(Coordinate annotation records)
————

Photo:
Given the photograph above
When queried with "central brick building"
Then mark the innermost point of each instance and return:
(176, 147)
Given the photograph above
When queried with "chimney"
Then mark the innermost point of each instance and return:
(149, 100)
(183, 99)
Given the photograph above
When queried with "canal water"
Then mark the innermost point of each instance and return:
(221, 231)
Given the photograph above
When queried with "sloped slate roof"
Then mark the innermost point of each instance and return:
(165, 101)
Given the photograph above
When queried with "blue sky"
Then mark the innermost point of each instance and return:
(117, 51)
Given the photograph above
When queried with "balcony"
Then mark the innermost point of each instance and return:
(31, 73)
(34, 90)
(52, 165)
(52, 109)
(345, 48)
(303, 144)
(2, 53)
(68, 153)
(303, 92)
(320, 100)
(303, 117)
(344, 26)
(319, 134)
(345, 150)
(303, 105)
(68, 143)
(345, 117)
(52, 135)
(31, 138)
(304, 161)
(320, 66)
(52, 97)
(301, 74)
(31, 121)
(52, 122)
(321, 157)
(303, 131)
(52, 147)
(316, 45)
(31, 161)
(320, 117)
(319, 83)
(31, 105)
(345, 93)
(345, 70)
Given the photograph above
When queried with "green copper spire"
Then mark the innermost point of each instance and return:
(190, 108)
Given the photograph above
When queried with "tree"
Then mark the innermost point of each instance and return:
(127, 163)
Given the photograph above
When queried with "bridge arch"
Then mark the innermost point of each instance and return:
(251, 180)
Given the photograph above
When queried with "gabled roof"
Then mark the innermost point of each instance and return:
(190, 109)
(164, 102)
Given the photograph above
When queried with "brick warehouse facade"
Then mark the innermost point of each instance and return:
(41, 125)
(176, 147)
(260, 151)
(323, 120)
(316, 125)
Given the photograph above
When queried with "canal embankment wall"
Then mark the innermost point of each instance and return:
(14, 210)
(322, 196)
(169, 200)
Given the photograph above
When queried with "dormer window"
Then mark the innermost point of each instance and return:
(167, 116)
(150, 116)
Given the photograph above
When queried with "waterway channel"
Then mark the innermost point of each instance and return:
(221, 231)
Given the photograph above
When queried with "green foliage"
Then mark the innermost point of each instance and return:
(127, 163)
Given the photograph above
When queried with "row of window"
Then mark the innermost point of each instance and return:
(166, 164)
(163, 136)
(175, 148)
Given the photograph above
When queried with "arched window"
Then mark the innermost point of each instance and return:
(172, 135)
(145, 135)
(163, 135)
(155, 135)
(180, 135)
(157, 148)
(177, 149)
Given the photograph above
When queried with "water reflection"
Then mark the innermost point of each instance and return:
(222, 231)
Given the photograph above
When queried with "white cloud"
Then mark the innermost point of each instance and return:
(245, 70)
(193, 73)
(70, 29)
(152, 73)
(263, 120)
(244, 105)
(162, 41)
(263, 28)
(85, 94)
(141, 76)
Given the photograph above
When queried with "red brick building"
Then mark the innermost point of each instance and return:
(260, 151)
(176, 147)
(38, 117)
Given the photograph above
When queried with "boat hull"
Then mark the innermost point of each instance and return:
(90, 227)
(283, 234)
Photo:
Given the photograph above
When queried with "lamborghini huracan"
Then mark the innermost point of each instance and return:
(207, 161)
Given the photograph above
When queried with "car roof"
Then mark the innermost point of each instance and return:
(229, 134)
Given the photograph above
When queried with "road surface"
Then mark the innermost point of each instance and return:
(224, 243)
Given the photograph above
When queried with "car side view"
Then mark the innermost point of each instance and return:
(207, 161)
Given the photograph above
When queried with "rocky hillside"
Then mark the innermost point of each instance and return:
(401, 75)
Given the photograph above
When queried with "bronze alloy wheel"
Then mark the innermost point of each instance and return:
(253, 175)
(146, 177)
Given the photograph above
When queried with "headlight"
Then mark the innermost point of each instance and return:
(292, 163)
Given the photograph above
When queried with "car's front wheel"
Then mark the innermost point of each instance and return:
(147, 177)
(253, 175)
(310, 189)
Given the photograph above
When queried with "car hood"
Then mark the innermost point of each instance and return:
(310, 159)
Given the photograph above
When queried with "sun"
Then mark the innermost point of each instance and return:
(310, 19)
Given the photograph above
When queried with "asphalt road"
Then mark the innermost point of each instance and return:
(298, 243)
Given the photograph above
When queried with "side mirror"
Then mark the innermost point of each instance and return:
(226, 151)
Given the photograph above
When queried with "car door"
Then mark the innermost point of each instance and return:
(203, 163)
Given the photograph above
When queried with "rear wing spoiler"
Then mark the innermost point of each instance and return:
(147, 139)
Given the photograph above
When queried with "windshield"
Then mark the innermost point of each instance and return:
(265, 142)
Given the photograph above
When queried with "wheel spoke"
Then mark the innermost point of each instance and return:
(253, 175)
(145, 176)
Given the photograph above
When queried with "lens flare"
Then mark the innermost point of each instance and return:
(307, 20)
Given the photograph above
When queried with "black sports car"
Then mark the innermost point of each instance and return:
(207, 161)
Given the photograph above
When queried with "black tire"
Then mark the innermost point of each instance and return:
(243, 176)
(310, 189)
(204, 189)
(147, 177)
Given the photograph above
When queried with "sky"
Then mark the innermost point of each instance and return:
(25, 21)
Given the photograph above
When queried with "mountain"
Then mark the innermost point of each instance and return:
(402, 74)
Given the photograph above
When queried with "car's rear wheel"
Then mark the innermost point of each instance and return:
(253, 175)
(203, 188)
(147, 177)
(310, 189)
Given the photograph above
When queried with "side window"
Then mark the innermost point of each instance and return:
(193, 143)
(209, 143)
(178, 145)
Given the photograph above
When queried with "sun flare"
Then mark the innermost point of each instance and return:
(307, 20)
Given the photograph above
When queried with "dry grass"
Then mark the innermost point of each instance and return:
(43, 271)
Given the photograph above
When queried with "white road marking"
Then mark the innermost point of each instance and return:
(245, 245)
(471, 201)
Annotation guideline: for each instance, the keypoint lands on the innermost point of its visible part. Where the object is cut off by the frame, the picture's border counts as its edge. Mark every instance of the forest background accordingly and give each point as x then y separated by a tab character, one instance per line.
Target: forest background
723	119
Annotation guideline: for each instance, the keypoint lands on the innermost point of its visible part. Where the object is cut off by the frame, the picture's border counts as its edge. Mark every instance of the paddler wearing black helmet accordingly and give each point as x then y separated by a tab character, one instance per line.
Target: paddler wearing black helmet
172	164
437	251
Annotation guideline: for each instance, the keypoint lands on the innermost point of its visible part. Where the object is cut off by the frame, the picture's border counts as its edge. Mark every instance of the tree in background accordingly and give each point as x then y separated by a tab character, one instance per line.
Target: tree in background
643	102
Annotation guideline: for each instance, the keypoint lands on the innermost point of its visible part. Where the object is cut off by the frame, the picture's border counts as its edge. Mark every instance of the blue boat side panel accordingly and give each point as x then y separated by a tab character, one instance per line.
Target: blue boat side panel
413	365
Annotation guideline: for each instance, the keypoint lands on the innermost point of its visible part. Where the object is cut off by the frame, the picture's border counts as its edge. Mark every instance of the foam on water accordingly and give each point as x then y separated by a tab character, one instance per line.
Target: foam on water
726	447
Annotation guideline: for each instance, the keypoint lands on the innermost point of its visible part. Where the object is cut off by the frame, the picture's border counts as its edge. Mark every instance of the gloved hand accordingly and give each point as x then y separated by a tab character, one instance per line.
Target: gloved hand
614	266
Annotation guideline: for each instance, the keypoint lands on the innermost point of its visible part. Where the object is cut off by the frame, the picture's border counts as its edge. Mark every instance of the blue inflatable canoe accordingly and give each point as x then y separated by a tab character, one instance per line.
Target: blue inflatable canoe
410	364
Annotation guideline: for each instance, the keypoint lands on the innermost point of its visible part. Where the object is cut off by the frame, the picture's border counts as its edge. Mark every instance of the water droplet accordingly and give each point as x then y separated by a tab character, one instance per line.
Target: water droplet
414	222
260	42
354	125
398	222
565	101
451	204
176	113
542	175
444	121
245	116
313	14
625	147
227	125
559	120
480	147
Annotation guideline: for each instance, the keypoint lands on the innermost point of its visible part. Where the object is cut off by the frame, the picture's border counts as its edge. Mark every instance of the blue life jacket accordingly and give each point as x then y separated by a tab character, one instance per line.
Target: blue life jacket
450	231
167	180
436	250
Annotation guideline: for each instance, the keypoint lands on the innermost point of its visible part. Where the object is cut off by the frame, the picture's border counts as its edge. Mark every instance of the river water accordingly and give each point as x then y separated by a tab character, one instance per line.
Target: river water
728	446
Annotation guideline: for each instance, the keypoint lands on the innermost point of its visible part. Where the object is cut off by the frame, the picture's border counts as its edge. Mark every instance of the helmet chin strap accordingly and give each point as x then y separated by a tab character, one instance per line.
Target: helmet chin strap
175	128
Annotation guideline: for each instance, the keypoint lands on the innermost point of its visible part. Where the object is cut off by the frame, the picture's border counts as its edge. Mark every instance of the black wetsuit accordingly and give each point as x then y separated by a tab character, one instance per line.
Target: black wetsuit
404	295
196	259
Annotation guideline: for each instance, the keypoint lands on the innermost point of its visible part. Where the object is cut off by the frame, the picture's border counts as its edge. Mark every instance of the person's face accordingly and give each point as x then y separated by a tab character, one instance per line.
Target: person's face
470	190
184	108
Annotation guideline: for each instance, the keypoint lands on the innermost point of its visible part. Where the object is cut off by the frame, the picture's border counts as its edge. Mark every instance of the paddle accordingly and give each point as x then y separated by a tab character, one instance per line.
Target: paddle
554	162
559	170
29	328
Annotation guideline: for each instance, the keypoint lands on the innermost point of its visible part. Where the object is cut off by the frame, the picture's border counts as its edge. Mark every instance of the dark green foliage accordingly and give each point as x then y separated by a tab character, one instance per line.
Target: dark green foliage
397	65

————

** Given task **
Print the lines of the material from the line containing "of the dark" through the final line, reproducing each one verbatim.

** Completed task **
Annotation guideline: for each instance, the keypoint lands on the innermost point of its visible part. Where the object is cut off by the frame, the picture's border counts as its edge. Mark every instance of the dark green foliage accordingly and give each point as x then y separated by a tab character, one instance per line.
Target: dark green foliage
397	65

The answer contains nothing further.